▸ Work to be completed: Write the data out again in full, with no departure from the original.

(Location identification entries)
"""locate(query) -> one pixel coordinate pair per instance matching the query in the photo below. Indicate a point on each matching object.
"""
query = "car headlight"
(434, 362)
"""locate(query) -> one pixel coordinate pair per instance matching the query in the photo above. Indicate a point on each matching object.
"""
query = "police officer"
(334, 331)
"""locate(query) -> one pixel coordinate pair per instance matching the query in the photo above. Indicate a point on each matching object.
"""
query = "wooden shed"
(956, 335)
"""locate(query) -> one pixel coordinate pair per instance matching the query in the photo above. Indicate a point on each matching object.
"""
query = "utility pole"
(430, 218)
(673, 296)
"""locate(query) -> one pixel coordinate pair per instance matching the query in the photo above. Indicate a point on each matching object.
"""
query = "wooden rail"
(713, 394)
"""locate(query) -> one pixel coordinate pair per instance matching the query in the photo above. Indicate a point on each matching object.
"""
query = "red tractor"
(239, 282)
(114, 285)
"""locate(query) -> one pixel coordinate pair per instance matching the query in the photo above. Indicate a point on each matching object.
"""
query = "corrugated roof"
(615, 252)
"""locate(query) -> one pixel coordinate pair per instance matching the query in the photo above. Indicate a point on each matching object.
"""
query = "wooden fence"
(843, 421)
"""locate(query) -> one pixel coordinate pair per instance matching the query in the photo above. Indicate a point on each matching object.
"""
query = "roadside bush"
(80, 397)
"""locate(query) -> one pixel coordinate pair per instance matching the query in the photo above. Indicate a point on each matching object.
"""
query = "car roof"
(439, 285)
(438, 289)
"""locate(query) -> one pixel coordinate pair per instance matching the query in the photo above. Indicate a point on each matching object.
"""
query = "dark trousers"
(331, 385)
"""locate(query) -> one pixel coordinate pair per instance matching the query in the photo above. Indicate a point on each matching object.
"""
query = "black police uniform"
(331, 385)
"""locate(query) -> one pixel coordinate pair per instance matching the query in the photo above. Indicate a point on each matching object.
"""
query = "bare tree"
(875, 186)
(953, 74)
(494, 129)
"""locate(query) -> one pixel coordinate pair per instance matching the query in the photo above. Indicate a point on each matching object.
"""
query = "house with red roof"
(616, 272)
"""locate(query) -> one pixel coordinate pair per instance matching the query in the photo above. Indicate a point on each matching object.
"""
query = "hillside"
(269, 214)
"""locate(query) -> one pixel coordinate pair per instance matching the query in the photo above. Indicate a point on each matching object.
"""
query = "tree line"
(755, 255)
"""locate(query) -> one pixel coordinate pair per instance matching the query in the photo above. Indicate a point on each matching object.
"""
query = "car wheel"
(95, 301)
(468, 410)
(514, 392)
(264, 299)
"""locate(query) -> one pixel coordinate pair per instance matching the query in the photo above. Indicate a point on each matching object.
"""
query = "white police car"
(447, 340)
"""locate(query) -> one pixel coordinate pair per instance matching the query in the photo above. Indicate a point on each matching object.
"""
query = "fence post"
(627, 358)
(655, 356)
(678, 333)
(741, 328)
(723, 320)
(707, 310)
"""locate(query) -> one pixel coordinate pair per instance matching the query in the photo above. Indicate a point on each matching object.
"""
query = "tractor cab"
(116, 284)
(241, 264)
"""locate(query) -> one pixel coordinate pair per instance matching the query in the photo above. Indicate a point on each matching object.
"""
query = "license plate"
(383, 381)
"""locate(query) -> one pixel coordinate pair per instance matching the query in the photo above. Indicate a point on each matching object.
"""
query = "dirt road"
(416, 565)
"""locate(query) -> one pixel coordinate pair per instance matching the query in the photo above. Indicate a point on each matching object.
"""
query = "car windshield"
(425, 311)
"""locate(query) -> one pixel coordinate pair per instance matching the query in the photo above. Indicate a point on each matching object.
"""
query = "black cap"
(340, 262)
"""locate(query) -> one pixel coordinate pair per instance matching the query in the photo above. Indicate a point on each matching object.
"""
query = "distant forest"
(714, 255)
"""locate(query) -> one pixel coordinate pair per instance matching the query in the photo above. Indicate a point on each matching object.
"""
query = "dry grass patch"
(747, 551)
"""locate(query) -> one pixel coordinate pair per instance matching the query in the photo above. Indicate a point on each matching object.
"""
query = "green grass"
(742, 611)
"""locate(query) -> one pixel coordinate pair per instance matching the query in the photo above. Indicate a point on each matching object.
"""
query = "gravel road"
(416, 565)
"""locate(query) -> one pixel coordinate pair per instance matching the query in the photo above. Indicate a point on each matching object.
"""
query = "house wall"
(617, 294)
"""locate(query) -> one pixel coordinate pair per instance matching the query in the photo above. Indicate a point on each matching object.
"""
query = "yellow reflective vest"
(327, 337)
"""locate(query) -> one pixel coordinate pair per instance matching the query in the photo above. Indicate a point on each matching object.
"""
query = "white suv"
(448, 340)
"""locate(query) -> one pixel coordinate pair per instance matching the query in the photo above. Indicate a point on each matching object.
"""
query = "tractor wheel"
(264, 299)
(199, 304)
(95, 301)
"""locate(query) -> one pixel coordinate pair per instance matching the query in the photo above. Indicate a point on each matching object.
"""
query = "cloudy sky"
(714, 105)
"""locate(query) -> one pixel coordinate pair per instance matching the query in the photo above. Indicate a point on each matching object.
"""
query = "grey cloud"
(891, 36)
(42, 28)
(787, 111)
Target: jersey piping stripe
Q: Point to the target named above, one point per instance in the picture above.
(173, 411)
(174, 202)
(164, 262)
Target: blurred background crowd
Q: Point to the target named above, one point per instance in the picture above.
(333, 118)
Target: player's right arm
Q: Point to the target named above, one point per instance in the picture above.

▸ Exercise output:
"""locate(query) -> one pixel coordinate pair per instance matching the query in the photo below. Indicate a point on each matching object.
"""
query = "car headlight"
(434, 362)
"""locate(query) -> one pixel coordinate pair per instance matching the query in the photo above. Indicate a point on each matching object.
"""
query = "police officer"
(334, 331)
"""locate(query) -> one pixel coordinate pair per instance matching the query in the photo above. Indicate a point on each matching object.
"""
query = "wooden shed"
(956, 335)
"""locate(query) -> one pixel coordinate pair per instance matching the query in the photo above. Indicate a point on each matching object.
"""
query = "utility pole"
(430, 218)
(673, 296)
"""locate(query) -> one pixel coordinate pair per instance matching the query in the photo above. Indicate a point on each matching object.
"""
query = "wooden rail"
(713, 394)
"""locate(query) -> one pixel coordinate pair per instance matching the query in the photo above. Indicate a point on each matching object.
"""
query = "red tractor"
(239, 282)
(114, 285)
"""locate(query) -> one pixel coordinate pair per instance matching the query in the photo above. Indicate a point on each matching object.
"""
query = "corrugated roof"
(615, 252)
"""locate(query) -> one pixel coordinate pair per instance matching the query in the photo above. Indicate a point on each matching object.
"""
query = "wooden fence"
(843, 421)
"""locate(query) -> one pixel coordinate pair per instance matching the query in the photo above. Indicate a point on each matching object.
"""
query = "roadside bush"
(80, 397)
"""locate(query) -> one pixel coordinate pair per instance matching the query in the photo above. Indicate a point on each matching object.
"""
query = "car roof"
(439, 285)
(438, 289)
"""locate(query) -> one pixel coordinate pair per instance matching the query in the photo above. Indicate a point on each matching object.
"""
query = "dark trousers"
(331, 385)
"""locate(query) -> one pixel coordinate pair per instance matching the query in the photo above. Indicate a point on each matching object.
"""
query = "black police uniform"
(331, 385)
"""locate(query) -> one pixel coordinate pair per instance matching the query in the photo above. Indicate a point on each matching object.
"""
query = "bare tree"
(875, 186)
(953, 74)
(494, 129)
"""locate(query) -> one pixel coordinate pair per instance matching the query in the photo above. Indicate a point on each matching object.
"""
query = "house with red roof"
(616, 272)
"""locate(query) -> one pixel coordinate pair per instance matching the query in the photo above. Indicate a point on each matching object.
"""
query = "hillside"
(269, 214)
"""locate(query) -> one pixel coordinate pair per instance matching the query in the photo above. Indicate a point on each matching object.
"""
query = "tree line"
(755, 255)
"""locate(query) -> one pixel coordinate pair per instance matching the query in the photo above. Indicate a point on each matching object.
"""
query = "car wheel"
(95, 301)
(468, 410)
(514, 392)
(264, 299)
"""locate(query) -> one pixel coordinate pair per instance matching the query in the photo above. Indicate a point on each matching object.
"""
query = "white police car"
(447, 340)
"""locate(query) -> one pixel coordinate pair per instance matching the query in the photo above. Indicate a point on each matching object.
"""
query = "fence post"
(627, 358)
(655, 356)
(678, 333)
(741, 328)
(723, 320)
(707, 310)
"""locate(query) -> one pixel coordinate pair per instance matching the query in the photo above. Indicate a point on each matching object.
"""
query = "tractor cab"
(116, 284)
(241, 264)
"""locate(query) -> one pixel coordinate pair per instance matching the query in the photo above. Indicate a point on each matching object.
"""
query = "license plate"
(383, 381)
"""locate(query) -> one pixel coordinate pair per instance matching the query in the photo above. Indicate a point on each matching object.
"""
query = "dirt road"
(416, 565)
"""locate(query) -> one pixel coordinate pair per instance matching the query in the photo above. Indicate a point on each matching object.
"""
query = "car windshield"
(425, 311)
"""locate(query) -> one pixel coordinate pair per instance matching the query in the photo above. Indicate a point on each matching object.
"""
query = "black cap"
(340, 262)
"""locate(query) -> one pixel coordinate pair per instance matching the query in the photo above. Indicate a point on each matching object.
"""
query = "distant forest"
(714, 255)
"""locate(query) -> one pixel coordinate pair per instance matching the query in the photo above. Indicate a point on each matching object.
"""
query = "dry grass patch"
(747, 551)
"""locate(query) -> one pixel coordinate pair per instance matching the query in the photo above. Indicate a point on each matching object.
"""
query = "green grass"
(742, 611)
"""locate(query) -> one pixel coordinate pair per instance matching the query in the photo above. Indicate a point on each matching object.
"""
query = "gravel road"
(416, 565)
"""locate(query) -> one pixel coordinate pair per instance matching the query in the photo above. Indicate a point on each matching object.
"""
query = "house wall"
(617, 294)
"""locate(query) -> one pixel coordinate pair per instance matching the query in the photo above. Indicate a point on each matching object.
"""
query = "yellow reflective vest"
(327, 337)
"""locate(query) -> one pixel coordinate pair per instance matching the query in the photo above. Indicate a point on each matching object.
"""
query = "white suv"
(448, 340)
"""locate(query) -> one pixel coordinate pair per instance matching the query in the photo above. Indicate a point on each matching object.
"""
query = "tractor wheel"
(264, 299)
(199, 304)
(95, 301)
"""locate(query) -> one pixel coordinate pair per instance matching the query in the photo above. Indicate a point on each matching object.
"""
query = "cloudy sky"
(714, 105)
"""locate(query) -> one pixel coordinate pair per instance matching the query in the photo above. Indicate a point on each matching object.
"""
query = "grey cloud"
(891, 36)
(42, 28)
(787, 111)
Target: jersey piping stripe
Q: Point to the target named above, one point per instance in the picture above.
(173, 411)
(174, 202)
(164, 262)
Target: blurred background crowd
Q: Point to the target named above, one point per instance in the picture above.
(333, 118)
Target: player's right arm
Q: Point to the target named above, one point per instance in the picture above.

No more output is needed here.